## EXERCISE INPUTS
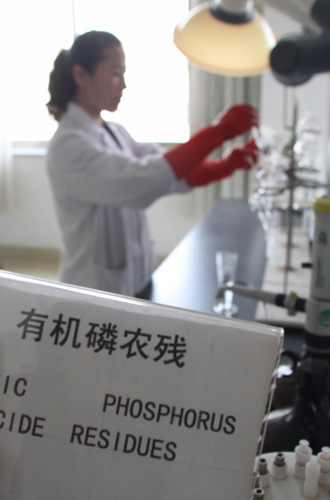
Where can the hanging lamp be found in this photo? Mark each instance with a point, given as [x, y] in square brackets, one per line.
[226, 36]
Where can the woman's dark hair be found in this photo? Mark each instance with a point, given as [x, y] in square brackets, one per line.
[87, 50]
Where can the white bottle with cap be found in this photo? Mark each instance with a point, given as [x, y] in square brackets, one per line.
[318, 304]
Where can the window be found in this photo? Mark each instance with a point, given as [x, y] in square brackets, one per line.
[155, 103]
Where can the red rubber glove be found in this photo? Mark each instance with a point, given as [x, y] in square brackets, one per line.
[235, 121]
[240, 157]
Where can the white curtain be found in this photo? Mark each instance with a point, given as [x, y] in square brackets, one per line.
[209, 95]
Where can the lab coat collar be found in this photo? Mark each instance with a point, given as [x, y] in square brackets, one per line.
[84, 119]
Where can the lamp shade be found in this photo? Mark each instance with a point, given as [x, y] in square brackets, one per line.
[222, 47]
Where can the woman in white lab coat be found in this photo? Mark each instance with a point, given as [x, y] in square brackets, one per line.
[102, 180]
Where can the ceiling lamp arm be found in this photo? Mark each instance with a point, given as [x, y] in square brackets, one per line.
[233, 11]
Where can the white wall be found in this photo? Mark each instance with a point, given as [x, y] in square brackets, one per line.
[31, 222]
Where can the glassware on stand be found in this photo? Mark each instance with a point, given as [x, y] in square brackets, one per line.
[226, 266]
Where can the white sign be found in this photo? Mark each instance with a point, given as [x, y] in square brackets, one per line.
[104, 396]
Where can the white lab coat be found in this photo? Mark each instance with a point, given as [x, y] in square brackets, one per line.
[101, 193]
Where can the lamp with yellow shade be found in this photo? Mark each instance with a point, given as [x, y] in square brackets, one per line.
[228, 37]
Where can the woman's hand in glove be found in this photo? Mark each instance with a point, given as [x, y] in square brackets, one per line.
[185, 157]
[239, 157]
[236, 120]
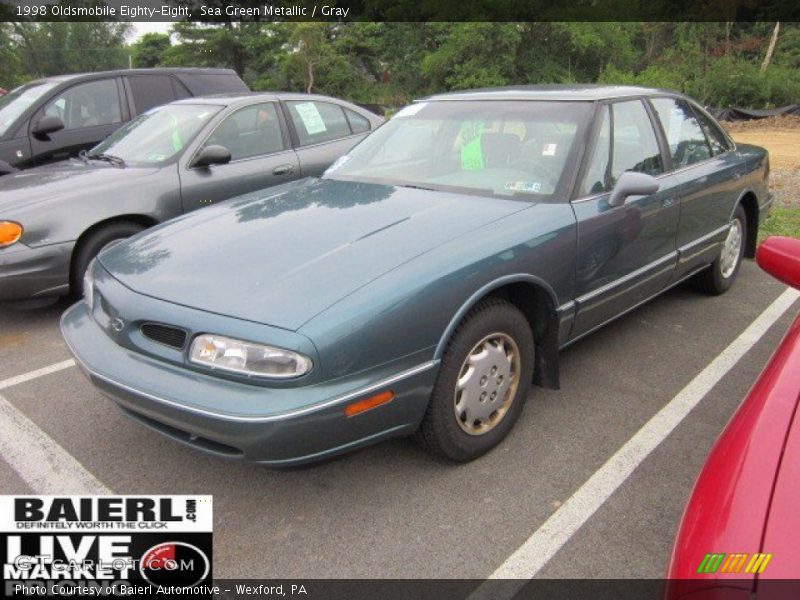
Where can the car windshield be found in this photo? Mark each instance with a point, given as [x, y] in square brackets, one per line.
[496, 148]
[18, 100]
[156, 136]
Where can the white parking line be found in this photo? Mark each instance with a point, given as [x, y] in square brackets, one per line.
[39, 460]
[546, 541]
[7, 383]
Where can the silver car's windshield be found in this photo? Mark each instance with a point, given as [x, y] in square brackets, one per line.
[18, 100]
[497, 148]
[158, 135]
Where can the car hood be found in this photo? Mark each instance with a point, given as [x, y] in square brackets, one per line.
[60, 181]
[280, 258]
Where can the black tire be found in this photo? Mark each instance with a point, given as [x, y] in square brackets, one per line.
[440, 431]
[712, 280]
[91, 246]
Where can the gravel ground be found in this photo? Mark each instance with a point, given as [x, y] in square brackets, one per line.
[781, 136]
[785, 184]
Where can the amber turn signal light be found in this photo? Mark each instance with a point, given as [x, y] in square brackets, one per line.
[367, 403]
[10, 233]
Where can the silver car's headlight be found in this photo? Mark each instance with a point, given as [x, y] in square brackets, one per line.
[88, 287]
[247, 358]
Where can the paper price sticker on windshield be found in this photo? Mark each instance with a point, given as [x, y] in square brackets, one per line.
[104, 545]
[311, 118]
[549, 149]
[410, 110]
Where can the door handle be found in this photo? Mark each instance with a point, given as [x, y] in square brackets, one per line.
[283, 170]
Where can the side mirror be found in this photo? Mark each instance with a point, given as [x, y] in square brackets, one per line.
[6, 168]
[212, 155]
[47, 125]
[780, 257]
[631, 183]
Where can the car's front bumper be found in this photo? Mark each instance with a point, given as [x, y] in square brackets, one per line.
[190, 407]
[27, 272]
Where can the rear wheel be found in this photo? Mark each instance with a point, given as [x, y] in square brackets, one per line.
[719, 277]
[483, 382]
[92, 245]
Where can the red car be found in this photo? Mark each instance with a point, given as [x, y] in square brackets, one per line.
[740, 533]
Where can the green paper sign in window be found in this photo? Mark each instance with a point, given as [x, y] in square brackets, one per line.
[471, 152]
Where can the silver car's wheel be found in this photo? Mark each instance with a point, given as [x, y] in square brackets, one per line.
[731, 249]
[487, 384]
[90, 246]
[483, 380]
[720, 275]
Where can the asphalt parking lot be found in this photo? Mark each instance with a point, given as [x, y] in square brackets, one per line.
[391, 511]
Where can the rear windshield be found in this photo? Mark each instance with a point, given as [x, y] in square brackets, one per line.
[496, 148]
[18, 100]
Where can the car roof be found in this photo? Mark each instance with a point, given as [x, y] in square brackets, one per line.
[163, 71]
[234, 98]
[555, 92]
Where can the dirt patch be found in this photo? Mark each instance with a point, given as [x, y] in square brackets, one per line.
[783, 145]
[781, 137]
[777, 122]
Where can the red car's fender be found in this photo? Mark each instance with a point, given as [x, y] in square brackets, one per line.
[735, 506]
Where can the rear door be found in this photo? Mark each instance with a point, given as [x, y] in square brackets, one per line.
[260, 157]
[322, 132]
[708, 174]
[91, 111]
[626, 254]
[146, 91]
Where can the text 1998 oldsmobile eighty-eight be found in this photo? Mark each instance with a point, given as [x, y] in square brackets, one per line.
[425, 281]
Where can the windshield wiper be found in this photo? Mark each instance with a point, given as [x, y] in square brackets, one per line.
[110, 158]
[415, 187]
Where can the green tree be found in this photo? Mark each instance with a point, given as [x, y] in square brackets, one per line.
[149, 50]
[54, 48]
[470, 55]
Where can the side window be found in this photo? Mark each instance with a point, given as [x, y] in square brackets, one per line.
[687, 142]
[150, 90]
[598, 174]
[358, 123]
[87, 105]
[317, 122]
[714, 135]
[633, 147]
[250, 131]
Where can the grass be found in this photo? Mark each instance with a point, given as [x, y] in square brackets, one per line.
[781, 221]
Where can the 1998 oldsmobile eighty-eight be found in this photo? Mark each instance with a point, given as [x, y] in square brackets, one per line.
[425, 281]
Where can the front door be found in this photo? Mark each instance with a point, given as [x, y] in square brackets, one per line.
[626, 253]
[260, 157]
[90, 111]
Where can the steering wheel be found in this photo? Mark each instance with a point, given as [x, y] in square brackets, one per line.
[525, 164]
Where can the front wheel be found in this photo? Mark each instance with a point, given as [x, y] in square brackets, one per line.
[484, 379]
[91, 247]
[719, 277]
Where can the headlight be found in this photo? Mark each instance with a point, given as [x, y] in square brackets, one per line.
[10, 233]
[257, 360]
[88, 286]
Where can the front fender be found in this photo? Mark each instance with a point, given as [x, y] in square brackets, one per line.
[412, 310]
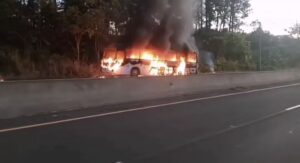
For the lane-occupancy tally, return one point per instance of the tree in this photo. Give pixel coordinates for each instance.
(295, 31)
(77, 25)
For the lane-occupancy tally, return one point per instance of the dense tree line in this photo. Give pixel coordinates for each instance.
(65, 38)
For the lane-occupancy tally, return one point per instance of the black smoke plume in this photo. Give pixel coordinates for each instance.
(164, 24)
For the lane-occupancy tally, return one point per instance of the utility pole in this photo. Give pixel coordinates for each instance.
(260, 50)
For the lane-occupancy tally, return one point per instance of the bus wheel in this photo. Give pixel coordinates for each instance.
(135, 72)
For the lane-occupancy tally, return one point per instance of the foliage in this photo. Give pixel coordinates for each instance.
(65, 38)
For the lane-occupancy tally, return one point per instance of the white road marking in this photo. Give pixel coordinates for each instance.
(146, 108)
(293, 108)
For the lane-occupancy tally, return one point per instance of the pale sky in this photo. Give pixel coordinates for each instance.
(275, 15)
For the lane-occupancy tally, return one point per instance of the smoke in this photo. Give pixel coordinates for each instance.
(165, 24)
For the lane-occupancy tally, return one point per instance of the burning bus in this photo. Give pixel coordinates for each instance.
(148, 62)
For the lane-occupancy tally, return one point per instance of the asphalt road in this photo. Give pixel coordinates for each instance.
(257, 127)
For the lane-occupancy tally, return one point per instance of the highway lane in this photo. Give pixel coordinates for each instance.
(198, 131)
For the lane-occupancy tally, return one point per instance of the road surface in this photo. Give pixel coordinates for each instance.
(261, 126)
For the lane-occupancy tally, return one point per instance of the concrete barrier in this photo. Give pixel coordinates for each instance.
(34, 97)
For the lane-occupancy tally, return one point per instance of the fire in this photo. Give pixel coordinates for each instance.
(155, 62)
(111, 64)
(181, 68)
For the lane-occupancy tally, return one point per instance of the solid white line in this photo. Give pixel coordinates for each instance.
(146, 108)
(293, 108)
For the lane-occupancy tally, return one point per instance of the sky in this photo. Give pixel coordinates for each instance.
(275, 15)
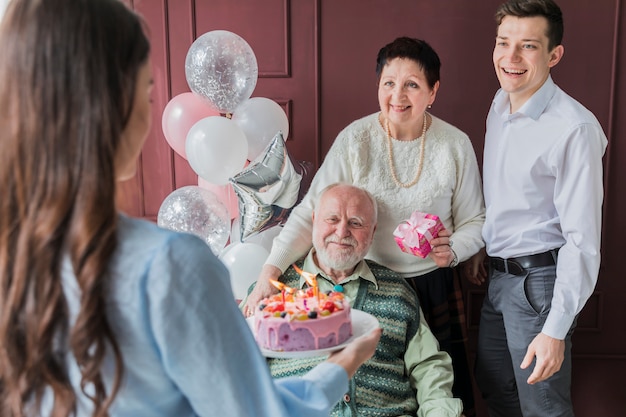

## WHAT IS REQUIRED
Nothing but the lines from the one holding "of the asphalt" through the final line of the records above belongs in the answer, each retyped exactly; omit the pictures.

## ANSWER BOX
For the lane-occupancy tally, return one point per instance of the asphalt road in this photo. Give pixel coordinates for each instance.
(257, 127)
For the lane-occupancy tally, return one point per instance of the highway lane in this photo. Give pixel coordinates for each instance.
(198, 131)
For the lane-occupancy tally, return one point per instance of the road surface in this photo. Give pixel coordinates for each instance.
(261, 126)
For the lane-occupancy tally, return one point per instance of the concrete barrier in this photo. Give pixel coordinates for each instance.
(34, 97)
For the lane-occupancy tally, return one point per instance of the fire in this photo. Give pixel coordinates for each instance.
(155, 62)
(111, 64)
(181, 68)
For the lane-occupancy tally, return one point per instance of the solid white line in this photo. Give pixel coordinates for each instance.
(146, 108)
(293, 108)
For the lane-occupancy tally, return one point per instance of the sky in this photo. Give pixel coordinates for each instance.
(275, 15)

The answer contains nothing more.